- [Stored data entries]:
=======

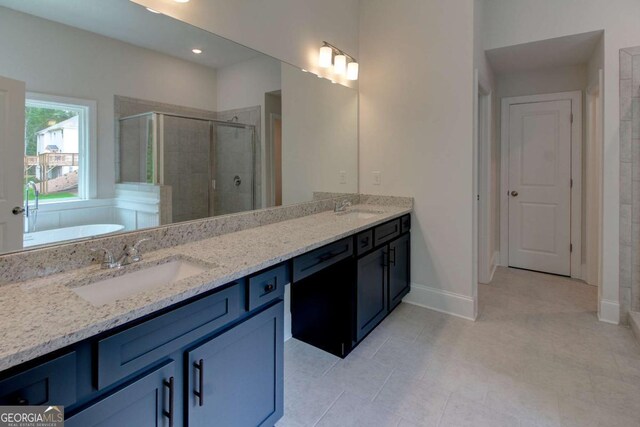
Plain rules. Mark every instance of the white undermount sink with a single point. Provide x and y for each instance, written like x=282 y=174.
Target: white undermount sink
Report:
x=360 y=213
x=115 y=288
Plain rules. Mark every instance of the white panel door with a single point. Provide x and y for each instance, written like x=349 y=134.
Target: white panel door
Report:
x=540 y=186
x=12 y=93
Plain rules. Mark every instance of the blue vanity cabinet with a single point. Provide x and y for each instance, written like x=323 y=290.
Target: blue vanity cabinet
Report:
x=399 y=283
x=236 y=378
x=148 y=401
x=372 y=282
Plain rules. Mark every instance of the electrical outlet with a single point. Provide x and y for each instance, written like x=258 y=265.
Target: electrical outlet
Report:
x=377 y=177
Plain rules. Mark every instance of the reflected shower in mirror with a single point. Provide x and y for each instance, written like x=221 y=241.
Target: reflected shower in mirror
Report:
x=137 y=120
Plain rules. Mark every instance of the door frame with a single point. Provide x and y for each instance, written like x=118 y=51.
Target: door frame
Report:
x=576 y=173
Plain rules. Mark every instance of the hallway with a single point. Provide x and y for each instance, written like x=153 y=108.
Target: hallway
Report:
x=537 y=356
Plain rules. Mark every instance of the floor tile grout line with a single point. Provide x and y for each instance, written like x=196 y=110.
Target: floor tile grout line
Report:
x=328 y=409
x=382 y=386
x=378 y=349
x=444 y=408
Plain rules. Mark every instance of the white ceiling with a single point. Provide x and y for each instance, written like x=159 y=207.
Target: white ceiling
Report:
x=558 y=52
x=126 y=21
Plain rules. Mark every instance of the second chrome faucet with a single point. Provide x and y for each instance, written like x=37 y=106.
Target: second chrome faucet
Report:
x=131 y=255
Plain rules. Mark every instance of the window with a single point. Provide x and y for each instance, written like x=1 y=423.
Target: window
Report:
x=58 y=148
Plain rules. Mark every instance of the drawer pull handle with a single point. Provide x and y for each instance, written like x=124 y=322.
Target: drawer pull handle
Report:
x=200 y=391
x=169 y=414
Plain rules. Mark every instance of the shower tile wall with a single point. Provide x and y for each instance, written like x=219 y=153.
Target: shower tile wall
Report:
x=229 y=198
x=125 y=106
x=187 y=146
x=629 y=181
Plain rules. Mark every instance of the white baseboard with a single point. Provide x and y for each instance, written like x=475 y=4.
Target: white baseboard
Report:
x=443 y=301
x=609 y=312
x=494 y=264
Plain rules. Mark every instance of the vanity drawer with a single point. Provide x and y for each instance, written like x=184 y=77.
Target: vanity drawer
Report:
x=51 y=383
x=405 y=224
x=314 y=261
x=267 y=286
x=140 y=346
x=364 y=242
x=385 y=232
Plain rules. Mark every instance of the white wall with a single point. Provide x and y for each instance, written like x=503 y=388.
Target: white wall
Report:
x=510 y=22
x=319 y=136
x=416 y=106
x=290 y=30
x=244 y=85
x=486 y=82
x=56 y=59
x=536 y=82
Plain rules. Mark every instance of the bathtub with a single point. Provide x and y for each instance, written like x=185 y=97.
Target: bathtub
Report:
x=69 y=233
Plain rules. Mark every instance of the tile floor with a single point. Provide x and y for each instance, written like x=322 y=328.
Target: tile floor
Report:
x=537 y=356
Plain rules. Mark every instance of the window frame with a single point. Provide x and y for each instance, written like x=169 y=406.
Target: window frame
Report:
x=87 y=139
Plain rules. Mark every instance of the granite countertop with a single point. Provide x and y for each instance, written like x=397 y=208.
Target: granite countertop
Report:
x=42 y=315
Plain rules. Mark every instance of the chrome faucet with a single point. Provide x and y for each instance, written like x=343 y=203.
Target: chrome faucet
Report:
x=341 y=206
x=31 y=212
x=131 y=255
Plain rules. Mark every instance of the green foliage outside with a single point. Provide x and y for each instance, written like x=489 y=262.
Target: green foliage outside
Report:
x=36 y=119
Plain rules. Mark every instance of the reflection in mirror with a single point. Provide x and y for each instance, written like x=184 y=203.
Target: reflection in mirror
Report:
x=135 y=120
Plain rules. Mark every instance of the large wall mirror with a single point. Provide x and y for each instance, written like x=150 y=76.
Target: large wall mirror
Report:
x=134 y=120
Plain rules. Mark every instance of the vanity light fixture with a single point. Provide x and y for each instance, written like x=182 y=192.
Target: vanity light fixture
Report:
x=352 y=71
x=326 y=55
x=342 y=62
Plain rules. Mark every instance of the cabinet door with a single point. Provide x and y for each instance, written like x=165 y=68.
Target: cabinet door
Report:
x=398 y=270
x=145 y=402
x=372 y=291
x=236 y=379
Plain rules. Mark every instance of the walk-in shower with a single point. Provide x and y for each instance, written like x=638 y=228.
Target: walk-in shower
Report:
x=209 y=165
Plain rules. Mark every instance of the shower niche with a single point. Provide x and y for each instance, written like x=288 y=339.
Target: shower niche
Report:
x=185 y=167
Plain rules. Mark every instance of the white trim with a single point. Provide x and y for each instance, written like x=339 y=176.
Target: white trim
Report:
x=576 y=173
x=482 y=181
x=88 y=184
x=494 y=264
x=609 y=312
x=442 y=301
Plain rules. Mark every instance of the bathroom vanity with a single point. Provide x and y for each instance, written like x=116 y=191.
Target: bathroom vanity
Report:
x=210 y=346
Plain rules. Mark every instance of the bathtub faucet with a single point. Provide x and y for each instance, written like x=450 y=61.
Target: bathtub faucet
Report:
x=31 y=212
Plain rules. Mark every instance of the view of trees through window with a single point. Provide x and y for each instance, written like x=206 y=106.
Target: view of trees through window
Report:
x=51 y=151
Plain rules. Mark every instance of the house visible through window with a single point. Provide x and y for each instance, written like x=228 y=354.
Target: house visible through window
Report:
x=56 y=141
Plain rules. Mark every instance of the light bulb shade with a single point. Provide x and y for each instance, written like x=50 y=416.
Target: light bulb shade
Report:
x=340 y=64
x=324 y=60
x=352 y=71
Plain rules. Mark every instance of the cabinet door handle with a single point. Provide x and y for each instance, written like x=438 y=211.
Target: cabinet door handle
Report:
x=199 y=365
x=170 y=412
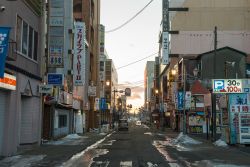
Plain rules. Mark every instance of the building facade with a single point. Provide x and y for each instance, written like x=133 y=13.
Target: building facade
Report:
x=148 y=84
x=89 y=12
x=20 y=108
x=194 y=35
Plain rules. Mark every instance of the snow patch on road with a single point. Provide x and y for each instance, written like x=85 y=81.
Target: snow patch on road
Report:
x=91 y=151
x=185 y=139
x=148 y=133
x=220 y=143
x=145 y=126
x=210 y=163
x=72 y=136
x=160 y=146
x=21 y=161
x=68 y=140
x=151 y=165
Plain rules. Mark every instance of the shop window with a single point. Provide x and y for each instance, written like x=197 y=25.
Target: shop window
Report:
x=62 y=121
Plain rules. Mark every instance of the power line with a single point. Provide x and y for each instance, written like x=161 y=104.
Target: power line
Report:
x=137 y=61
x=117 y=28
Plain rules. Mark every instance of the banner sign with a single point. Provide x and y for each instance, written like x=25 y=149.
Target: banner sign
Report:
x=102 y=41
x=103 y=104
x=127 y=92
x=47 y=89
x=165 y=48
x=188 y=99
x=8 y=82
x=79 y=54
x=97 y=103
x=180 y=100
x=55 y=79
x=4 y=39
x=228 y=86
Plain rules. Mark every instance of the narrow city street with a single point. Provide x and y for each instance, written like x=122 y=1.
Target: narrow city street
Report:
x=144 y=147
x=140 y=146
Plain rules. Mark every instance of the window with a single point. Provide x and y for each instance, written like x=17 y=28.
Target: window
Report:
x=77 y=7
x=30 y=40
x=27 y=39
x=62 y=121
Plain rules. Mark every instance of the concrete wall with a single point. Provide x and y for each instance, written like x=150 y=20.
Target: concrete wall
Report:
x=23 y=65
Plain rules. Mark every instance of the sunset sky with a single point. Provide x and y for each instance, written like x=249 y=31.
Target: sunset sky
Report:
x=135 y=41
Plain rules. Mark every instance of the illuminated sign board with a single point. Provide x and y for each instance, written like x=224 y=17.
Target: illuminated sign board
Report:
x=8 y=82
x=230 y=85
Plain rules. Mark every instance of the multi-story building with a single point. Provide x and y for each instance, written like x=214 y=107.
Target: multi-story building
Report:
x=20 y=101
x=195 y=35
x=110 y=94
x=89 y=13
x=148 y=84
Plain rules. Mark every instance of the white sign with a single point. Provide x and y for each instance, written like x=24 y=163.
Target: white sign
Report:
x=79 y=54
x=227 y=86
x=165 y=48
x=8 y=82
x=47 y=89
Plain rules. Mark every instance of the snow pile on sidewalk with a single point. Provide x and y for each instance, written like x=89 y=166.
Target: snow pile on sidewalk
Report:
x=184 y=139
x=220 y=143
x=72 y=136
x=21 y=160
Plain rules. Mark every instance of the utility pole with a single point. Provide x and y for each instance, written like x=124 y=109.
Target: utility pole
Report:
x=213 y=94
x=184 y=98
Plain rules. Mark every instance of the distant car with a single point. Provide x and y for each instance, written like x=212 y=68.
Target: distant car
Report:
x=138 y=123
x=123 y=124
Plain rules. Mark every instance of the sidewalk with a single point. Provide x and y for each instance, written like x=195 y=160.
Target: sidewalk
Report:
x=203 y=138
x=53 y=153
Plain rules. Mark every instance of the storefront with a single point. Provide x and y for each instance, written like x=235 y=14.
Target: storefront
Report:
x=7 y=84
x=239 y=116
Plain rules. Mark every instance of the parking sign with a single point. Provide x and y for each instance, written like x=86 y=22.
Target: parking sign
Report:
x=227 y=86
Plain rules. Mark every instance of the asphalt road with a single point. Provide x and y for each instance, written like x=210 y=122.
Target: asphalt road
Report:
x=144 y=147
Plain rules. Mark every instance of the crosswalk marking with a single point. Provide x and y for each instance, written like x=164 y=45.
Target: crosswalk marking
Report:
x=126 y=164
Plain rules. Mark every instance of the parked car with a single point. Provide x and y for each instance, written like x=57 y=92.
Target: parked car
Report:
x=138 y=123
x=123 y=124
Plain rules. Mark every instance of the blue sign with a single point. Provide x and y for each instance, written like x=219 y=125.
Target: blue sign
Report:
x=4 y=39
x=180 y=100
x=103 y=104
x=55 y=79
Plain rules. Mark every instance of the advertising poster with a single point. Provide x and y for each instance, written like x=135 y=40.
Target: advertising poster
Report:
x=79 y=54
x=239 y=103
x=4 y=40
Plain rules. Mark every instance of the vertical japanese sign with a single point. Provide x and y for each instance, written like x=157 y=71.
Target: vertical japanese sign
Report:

=======

- [Instructions for the task]: In the data above, take the stretch from the line containing "Plain rules. Mark every instance of the parking" through the line containing "x=126 y=164", both included, and arrange those lines as a numbered list with any blank lines left out.

- [Reply to the task]:
1. Plain rules. Mark every instance of the parking sign with a single point. Provide x and y for each instance, written like x=86 y=22.
2. Target: parking sign
3. Report:
4. x=227 y=86
5. Plain rules. Mark every instance of the asphalt road with a single point. Provide x and y for each instance, written like x=210 y=122.
6. Target: asphalt road
7. Report:
8. x=144 y=147
9. Plain rules. Mark every instance of the crosswalk marking with a single point. Provide x and y for each instance, written like x=164 y=45.
10. Target: crosswalk marking
11. Report:
12. x=126 y=164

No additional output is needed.